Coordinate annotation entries
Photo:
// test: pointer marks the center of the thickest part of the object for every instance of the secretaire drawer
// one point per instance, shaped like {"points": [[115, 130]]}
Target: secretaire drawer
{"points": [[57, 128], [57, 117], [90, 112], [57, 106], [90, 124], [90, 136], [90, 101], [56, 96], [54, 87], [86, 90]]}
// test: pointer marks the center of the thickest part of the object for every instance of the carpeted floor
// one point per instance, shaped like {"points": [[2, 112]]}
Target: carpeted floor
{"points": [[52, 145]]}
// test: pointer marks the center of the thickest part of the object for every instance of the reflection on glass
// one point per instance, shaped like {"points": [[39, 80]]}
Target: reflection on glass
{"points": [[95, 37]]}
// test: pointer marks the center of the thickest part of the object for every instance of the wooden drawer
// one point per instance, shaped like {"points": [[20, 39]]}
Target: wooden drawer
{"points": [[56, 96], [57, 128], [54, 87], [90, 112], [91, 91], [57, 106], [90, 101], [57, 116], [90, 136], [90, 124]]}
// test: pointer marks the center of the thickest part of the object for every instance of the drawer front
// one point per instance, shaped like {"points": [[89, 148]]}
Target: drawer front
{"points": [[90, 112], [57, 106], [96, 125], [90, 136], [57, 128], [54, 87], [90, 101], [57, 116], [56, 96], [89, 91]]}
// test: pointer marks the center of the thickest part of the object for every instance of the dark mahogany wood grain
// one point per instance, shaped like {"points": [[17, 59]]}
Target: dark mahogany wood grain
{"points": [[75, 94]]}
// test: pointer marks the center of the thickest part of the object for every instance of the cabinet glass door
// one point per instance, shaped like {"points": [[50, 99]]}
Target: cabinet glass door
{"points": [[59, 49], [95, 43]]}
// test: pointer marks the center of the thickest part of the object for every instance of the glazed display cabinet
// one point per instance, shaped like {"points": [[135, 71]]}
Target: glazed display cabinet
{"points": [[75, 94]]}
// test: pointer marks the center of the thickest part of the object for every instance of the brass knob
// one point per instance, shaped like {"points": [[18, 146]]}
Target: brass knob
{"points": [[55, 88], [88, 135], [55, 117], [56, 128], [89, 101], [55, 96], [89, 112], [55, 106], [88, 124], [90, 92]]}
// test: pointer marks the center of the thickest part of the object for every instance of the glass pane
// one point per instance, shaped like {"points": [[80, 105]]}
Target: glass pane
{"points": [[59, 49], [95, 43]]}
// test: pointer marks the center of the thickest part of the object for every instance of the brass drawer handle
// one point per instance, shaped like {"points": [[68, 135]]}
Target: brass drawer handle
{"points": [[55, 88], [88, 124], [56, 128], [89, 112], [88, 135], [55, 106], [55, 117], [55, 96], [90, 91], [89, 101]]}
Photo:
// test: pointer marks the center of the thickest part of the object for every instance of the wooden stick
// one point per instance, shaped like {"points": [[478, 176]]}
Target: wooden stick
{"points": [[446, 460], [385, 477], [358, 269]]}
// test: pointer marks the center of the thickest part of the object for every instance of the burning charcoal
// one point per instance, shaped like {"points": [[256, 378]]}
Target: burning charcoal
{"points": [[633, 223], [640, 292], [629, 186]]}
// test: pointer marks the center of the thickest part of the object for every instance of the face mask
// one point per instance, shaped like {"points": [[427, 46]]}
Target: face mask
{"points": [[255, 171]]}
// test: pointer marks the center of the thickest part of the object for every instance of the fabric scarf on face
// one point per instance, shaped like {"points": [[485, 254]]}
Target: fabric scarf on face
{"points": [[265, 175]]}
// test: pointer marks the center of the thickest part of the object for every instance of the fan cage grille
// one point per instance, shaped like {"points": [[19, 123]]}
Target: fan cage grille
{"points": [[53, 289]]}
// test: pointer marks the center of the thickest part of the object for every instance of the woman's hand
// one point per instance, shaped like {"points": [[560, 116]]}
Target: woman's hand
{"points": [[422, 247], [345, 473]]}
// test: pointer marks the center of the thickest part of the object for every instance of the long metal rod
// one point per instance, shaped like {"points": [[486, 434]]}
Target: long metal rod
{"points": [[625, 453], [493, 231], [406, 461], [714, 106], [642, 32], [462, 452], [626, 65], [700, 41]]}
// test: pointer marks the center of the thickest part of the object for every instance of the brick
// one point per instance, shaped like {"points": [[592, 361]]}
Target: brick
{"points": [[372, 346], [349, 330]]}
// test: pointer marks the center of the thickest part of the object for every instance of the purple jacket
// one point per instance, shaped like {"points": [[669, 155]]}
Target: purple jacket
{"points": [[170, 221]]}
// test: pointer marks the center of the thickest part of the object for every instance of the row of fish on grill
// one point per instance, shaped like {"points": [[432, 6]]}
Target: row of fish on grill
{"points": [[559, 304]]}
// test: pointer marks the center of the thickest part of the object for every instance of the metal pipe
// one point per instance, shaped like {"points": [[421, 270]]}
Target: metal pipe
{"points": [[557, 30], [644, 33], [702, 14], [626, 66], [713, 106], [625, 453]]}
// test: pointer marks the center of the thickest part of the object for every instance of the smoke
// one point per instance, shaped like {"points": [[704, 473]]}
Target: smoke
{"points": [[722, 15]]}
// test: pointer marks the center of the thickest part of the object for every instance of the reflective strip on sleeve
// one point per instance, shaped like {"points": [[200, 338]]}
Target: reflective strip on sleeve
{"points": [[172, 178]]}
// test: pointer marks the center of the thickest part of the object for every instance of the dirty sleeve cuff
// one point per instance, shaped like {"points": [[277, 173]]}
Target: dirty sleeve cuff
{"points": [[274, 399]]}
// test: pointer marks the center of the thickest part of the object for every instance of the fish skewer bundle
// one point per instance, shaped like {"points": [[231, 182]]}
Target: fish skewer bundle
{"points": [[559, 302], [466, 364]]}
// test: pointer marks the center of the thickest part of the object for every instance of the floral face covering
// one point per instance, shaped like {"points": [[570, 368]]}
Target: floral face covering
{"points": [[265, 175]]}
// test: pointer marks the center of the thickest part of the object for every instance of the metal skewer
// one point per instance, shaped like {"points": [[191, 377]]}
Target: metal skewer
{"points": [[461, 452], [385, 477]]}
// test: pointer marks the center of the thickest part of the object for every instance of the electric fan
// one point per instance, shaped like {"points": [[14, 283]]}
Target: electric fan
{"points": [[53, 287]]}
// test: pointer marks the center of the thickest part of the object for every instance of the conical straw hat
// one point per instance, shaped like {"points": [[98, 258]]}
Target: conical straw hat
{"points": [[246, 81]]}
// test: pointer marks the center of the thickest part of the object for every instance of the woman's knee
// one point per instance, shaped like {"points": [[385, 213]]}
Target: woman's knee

Exercise aim:
Exactly reproduce every line of the data above.

Response for this exercise:
Photo:
// test: pointer marks the center of the thickest part of the object for every instance of the secretaire drawer
// one point per instance, shaped like {"points": [[115, 130]]}
Target: secretaire drawer
{"points": [[57, 128], [57, 117], [90, 112], [57, 106], [90, 124], [90, 136], [90, 101], [56, 96], [54, 87], [86, 90]]}
// test: pointer marks the center of the thickest part of the object for every instance of the carpeted floor
// one point per instance, shaped like {"points": [[2, 112]]}
Target: carpeted floor
{"points": [[52, 145]]}
// test: pointer marks the center of the thickest part of the object for every instance of the reflection on glass
// one point per instance, shaped like {"points": [[39, 80]]}
Target: reflection on glass
{"points": [[95, 37]]}
// test: pointer marks the center of the thickest part of the object for every instance of the wooden drawer
// one point per instance, shaped like {"points": [[20, 39]]}
Target: wooden drawer
{"points": [[56, 96], [57, 128], [54, 87], [90, 112], [91, 91], [57, 106], [90, 101], [57, 116], [90, 136], [90, 124]]}
// test: pointer marks the center of the thickest part of the object for every instance of the drawer front
// one point per instance, shaped like {"points": [[89, 148]]}
Target: drawer front
{"points": [[90, 112], [57, 106], [96, 125], [90, 136], [57, 128], [54, 87], [90, 101], [57, 116], [56, 96], [89, 91]]}
// test: pointer marks the center of the thickest part of the object for every instance of the dark mahogany wood grain
// one point per instance, shaped like {"points": [[17, 59]]}
Target: dark mahogany wood grain
{"points": [[75, 94]]}
// test: pointer marks the center of the thickest part of the object for every instance of the cabinet glass door
// one point per instance, shaped like {"points": [[50, 99]]}
Target: cabinet glass door
{"points": [[59, 49], [95, 43]]}
// test: pointer marks the center of the thickest part of the object for every instance of the glazed display cabinet
// one point per instance, shaped like {"points": [[135, 71]]}
Target: glazed display cabinet
{"points": [[75, 94]]}
// test: pointer marks the center of the thickest part of the object for every instance of the brass knob
// one point per instance, shaped like {"points": [[18, 146]]}
Target: brass knob
{"points": [[55, 88], [88, 135], [55, 117], [56, 128], [89, 101], [55, 96], [89, 112], [55, 106], [88, 124], [90, 92]]}
// test: pointer marks the center of the thickest part of the object for every instance of the glass pane
// one point per instance, shaped like {"points": [[80, 105]]}
Target: glass pane
{"points": [[59, 49], [95, 43]]}
// test: pointer marks the center of the thickest part of the object for every instance of the brass drawer handle
// one point per instance, shaped like {"points": [[68, 135]]}
Target: brass drawer handle
{"points": [[55, 88], [88, 124], [56, 128], [89, 112], [88, 135], [55, 106], [55, 117], [55, 96], [90, 91], [89, 101]]}
Photo:
// test: pointer marks the center of the thickest part of the object for every instance of the wooden stick
// one point per instance, shaped like {"points": [[478, 176]]}
Target: wooden stick
{"points": [[446, 460], [385, 477], [358, 269]]}
// test: pointer marks the center of the thickest part of the object for every instance of the burning charcoal
// one point per instance, shaped like {"points": [[256, 378]]}
Target: burning charcoal
{"points": [[633, 223], [640, 292], [629, 186]]}
// test: pointer marks the center of the thickest part of the object for every instance of the face mask
// one point per instance, shaped like {"points": [[427, 46]]}
Target: face mask
{"points": [[255, 171]]}
// test: pointer marks the center of the thickest part of the object for every instance of the fabric scarf on face
// one point per instance, shaped like {"points": [[485, 254]]}
Target: fabric scarf on face
{"points": [[265, 175]]}
// test: pointer marks the center of the thickest part of the object for every instance of the fan cage grille
// one point per instance, shaped like {"points": [[19, 123]]}
Target: fan cage grille
{"points": [[53, 289]]}
// test: pointer marks the center of the thickest part of the object for every instance of the woman's hand
// one point per instance, shaped like {"points": [[560, 116]]}
Target: woman's hand
{"points": [[422, 247], [345, 473]]}
// test: pointer marks the center of the thickest part of the object for every instance of the long metal rod
// one point per instance, shaped like {"points": [[486, 434]]}
Target: long metal rod
{"points": [[625, 453], [493, 231], [406, 461], [714, 106], [642, 32], [462, 452], [626, 65], [700, 41]]}
// test: pointer marks the center of the thickest part of the object for every instance of the brick
// one point per instance, shaped like {"points": [[592, 361]]}
Target: brick
{"points": [[372, 346], [349, 330]]}
// test: pointer marks the center of the thickest part of the object for every instance of the purple jacket
// one point per instance, shaped like {"points": [[669, 155]]}
Target: purple jacket
{"points": [[170, 221]]}
// test: pointer marks the center of the thickest part of the object for every instance of the row of fish on grill
// one point per instance, shaped like {"points": [[432, 6]]}
Target: row of fish on grill
{"points": [[559, 304]]}
// test: pointer marks the center of the thickest part of the object for every instance of the metal pipe
// one point per instance, shaped like {"points": [[421, 270]]}
Target: metal pipe
{"points": [[557, 30], [644, 33], [702, 14], [626, 66], [713, 106], [625, 453]]}
// test: pointer marks the center of the thickest part of the object for every instance of the smoke
// one point per instance, shaped like {"points": [[704, 473]]}
Target: smoke
{"points": [[722, 15]]}
// test: pointer marks the center of the thickest part of the object for every instance of the reflective strip on sleeve
// one point per instance, shaped like {"points": [[200, 338]]}
Target: reflective strip on sleeve
{"points": [[172, 178]]}
// test: pointer marks the center of the thickest part of the object for every instance of the dirty sleeve cuff
// one point per instance, shaped like {"points": [[277, 173]]}
Target: dirty sleeve cuff
{"points": [[274, 399]]}
// test: pointer marks the center of the thickest part of the object for every instance of the fish skewer bundle
// one point per instance, shaped like {"points": [[231, 182]]}
Target: fish skewer bundle
{"points": [[559, 302], [466, 364]]}
// test: pointer marks the center of the thickest part of the object for every instance of the floral face covering
// one point per instance, shaped like {"points": [[570, 368]]}
Target: floral face covering
{"points": [[265, 175]]}
// test: pointer marks the center of the thickest part of the object for every instance of the metal skewer
// one point per instance, shaped like {"points": [[191, 377]]}
Target: metal skewer
{"points": [[461, 452], [385, 477]]}
// test: pointer marks the center of the thickest part of the object for every instance of the electric fan
// one point per instance, shaped like {"points": [[14, 283]]}
Target: electric fan
{"points": [[53, 287]]}
// test: pointer marks the center of the thickest part of the object for every instance of the conical straw hat
// one point per instance, shaped like {"points": [[98, 258]]}
Target: conical straw hat
{"points": [[246, 81]]}
// test: pointer marks the center of the thickest part of the object for every instance of the woman's knee
// one point per instance, shaped like {"points": [[385, 213]]}
Target: woman's knee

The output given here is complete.